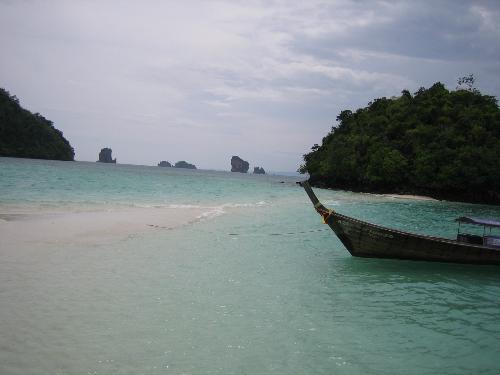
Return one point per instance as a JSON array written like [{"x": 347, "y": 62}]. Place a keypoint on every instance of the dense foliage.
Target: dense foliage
[
  {"x": 437, "y": 142},
  {"x": 27, "y": 135}
]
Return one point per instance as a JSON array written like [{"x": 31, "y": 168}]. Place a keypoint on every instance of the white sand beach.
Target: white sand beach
[{"x": 19, "y": 228}]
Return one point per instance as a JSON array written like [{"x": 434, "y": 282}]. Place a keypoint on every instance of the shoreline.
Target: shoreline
[{"x": 19, "y": 228}]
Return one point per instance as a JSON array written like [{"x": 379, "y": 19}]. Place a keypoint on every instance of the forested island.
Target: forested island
[
  {"x": 27, "y": 135},
  {"x": 436, "y": 142}
]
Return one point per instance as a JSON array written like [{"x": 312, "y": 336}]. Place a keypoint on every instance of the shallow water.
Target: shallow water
[{"x": 260, "y": 287}]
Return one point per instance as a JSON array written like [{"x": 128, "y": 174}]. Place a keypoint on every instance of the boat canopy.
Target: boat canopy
[{"x": 479, "y": 221}]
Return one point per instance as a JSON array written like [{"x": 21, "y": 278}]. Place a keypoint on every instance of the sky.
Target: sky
[{"x": 204, "y": 80}]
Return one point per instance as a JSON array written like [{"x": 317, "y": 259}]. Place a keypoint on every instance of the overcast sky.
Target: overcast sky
[{"x": 204, "y": 80}]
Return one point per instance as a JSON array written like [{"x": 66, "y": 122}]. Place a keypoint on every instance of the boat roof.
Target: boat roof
[{"x": 479, "y": 221}]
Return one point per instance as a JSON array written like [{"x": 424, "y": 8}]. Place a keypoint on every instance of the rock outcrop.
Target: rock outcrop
[
  {"x": 184, "y": 164},
  {"x": 259, "y": 170},
  {"x": 239, "y": 165},
  {"x": 105, "y": 156}
]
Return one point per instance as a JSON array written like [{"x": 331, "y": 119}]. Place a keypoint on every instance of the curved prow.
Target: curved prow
[{"x": 322, "y": 210}]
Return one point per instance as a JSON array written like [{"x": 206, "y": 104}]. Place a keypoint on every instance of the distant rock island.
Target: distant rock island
[
  {"x": 27, "y": 135},
  {"x": 436, "y": 142},
  {"x": 259, "y": 170},
  {"x": 239, "y": 165},
  {"x": 105, "y": 156},
  {"x": 184, "y": 164}
]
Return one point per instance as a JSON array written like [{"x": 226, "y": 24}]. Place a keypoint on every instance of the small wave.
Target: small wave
[{"x": 213, "y": 213}]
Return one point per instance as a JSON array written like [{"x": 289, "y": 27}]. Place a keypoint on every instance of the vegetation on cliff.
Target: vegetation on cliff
[
  {"x": 441, "y": 143},
  {"x": 27, "y": 135}
]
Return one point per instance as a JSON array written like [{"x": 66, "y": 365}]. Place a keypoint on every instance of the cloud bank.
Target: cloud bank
[{"x": 201, "y": 81}]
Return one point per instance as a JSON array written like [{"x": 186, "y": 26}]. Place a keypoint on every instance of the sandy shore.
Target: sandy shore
[{"x": 18, "y": 228}]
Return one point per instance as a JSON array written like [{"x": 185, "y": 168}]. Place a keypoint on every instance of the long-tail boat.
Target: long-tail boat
[{"x": 363, "y": 239}]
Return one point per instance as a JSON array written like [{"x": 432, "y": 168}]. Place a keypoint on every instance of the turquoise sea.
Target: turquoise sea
[{"x": 258, "y": 285}]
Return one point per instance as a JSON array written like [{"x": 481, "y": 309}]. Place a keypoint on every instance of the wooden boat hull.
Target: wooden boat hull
[{"x": 363, "y": 239}]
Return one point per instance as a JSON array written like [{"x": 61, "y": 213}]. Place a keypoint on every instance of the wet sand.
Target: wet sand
[{"x": 19, "y": 228}]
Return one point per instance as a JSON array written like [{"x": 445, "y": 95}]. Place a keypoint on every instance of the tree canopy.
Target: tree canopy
[
  {"x": 437, "y": 142},
  {"x": 27, "y": 135}
]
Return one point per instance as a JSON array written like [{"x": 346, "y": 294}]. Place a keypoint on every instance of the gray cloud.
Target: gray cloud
[{"x": 202, "y": 81}]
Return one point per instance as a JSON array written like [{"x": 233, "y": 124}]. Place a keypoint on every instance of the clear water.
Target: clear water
[{"x": 263, "y": 288}]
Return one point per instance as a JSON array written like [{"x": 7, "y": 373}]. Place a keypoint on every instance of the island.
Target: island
[
  {"x": 184, "y": 164},
  {"x": 239, "y": 165},
  {"x": 436, "y": 142},
  {"x": 27, "y": 135},
  {"x": 105, "y": 156},
  {"x": 259, "y": 170}
]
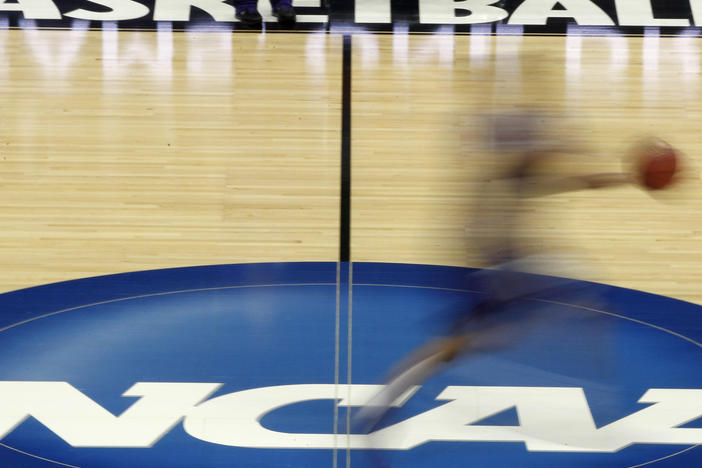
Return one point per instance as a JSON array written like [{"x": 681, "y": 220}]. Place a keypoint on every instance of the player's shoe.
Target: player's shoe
[
  {"x": 284, "y": 12},
  {"x": 249, "y": 17}
]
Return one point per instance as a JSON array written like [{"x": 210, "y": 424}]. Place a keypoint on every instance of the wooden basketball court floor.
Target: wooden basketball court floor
[{"x": 132, "y": 150}]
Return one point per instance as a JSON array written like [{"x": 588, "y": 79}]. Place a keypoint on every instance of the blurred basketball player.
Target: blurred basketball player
[{"x": 520, "y": 142}]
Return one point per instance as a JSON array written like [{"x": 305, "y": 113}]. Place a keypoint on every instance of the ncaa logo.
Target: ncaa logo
[{"x": 248, "y": 365}]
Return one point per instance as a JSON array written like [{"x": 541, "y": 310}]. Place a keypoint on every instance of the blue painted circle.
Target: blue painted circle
[{"x": 260, "y": 325}]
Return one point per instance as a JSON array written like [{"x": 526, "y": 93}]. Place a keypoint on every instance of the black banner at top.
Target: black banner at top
[{"x": 462, "y": 16}]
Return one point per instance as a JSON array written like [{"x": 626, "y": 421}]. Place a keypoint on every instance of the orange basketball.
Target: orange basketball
[{"x": 658, "y": 164}]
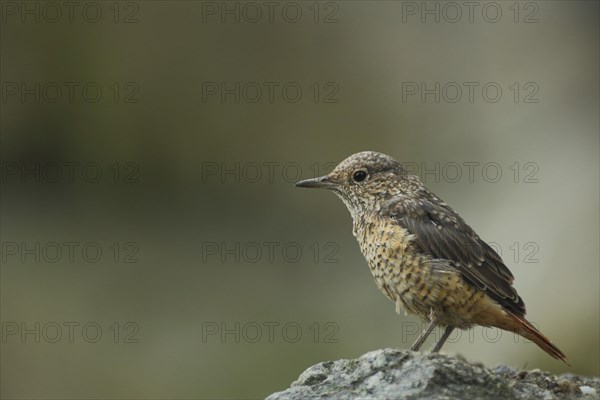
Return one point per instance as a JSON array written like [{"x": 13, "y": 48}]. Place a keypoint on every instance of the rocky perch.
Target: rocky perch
[{"x": 399, "y": 374}]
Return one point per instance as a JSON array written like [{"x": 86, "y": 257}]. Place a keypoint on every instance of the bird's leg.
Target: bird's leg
[
  {"x": 443, "y": 339},
  {"x": 423, "y": 337}
]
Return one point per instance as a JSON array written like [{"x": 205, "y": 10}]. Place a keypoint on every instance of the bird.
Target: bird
[{"x": 422, "y": 254}]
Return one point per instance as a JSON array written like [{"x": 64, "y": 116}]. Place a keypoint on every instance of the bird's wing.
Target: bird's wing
[{"x": 442, "y": 234}]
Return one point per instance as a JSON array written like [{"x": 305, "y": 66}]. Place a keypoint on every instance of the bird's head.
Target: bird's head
[{"x": 363, "y": 181}]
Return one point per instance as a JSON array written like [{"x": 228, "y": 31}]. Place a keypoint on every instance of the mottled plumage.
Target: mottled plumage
[{"x": 422, "y": 254}]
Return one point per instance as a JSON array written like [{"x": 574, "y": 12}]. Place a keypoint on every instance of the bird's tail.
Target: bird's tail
[{"x": 525, "y": 329}]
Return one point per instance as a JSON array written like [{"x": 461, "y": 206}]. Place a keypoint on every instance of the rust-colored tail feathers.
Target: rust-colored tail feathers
[{"x": 525, "y": 329}]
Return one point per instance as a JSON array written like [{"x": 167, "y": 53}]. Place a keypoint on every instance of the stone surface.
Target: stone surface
[{"x": 399, "y": 374}]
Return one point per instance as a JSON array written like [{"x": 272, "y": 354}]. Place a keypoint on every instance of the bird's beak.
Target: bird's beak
[{"x": 322, "y": 182}]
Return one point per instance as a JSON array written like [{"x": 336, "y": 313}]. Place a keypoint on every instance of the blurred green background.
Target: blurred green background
[{"x": 197, "y": 185}]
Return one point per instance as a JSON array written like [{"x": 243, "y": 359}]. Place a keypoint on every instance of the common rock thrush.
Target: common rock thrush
[{"x": 422, "y": 254}]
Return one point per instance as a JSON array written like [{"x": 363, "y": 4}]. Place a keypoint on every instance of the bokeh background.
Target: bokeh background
[{"x": 197, "y": 186}]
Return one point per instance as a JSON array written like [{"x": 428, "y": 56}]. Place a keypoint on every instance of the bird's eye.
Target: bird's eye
[{"x": 359, "y": 175}]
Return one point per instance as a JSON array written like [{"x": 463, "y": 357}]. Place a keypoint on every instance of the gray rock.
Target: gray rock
[{"x": 399, "y": 374}]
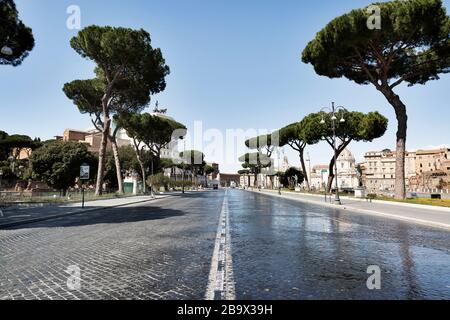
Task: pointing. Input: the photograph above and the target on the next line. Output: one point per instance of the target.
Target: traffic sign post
(84, 176)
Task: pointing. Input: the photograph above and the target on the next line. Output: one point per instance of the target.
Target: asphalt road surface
(231, 244)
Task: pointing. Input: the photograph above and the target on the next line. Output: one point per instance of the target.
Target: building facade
(425, 170)
(346, 172)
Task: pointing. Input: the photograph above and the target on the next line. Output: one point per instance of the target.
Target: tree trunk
(331, 176)
(302, 162)
(332, 173)
(102, 155)
(117, 163)
(402, 126)
(144, 182)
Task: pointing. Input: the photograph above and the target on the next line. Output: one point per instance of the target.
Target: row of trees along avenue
(128, 71)
(312, 129)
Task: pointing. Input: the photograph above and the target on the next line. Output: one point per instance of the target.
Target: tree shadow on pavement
(106, 216)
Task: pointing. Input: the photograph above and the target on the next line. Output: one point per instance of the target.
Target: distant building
(347, 173)
(228, 180)
(425, 170)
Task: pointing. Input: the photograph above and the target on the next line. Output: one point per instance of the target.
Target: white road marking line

# # #

WHAT THIS TASK INVOLVES: Could you restate word for word the lines above, from the one that contains "the rock outcrop." through the one that contains "vegetation on cliff.", and no others?

WRITTEN ANSWER:
Return one point per instance as a JSON array written like [{"x": 424, "y": 8}]. Place a keypoint on every instance of the rock outcrop.
Target: rock outcrop
[
  {"x": 184, "y": 164},
  {"x": 259, "y": 170},
  {"x": 239, "y": 165},
  {"x": 105, "y": 156}
]
Return one point per instance as a JSON array written like [{"x": 331, "y": 119}]. Place a keypoint on every instance of the curved prow.
Target: curved prow
[{"x": 322, "y": 210}]
Return one point per instance as a JSON array written like [{"x": 206, "y": 104}]. Place a keypoint on every instance of the distant rock island.
Target: distant rock island
[
  {"x": 27, "y": 135},
  {"x": 436, "y": 142},
  {"x": 259, "y": 170},
  {"x": 239, "y": 165},
  {"x": 105, "y": 156},
  {"x": 184, "y": 164}
]
Return one point per instance as a JSON array written like [{"x": 226, "y": 24}]. Place a keypoint on every instance of the small wave.
Target: small wave
[{"x": 213, "y": 213}]
Return one point per instance as a JSON array written like [{"x": 289, "y": 27}]. Place a keypoint on every instance of the vegetation on cliff.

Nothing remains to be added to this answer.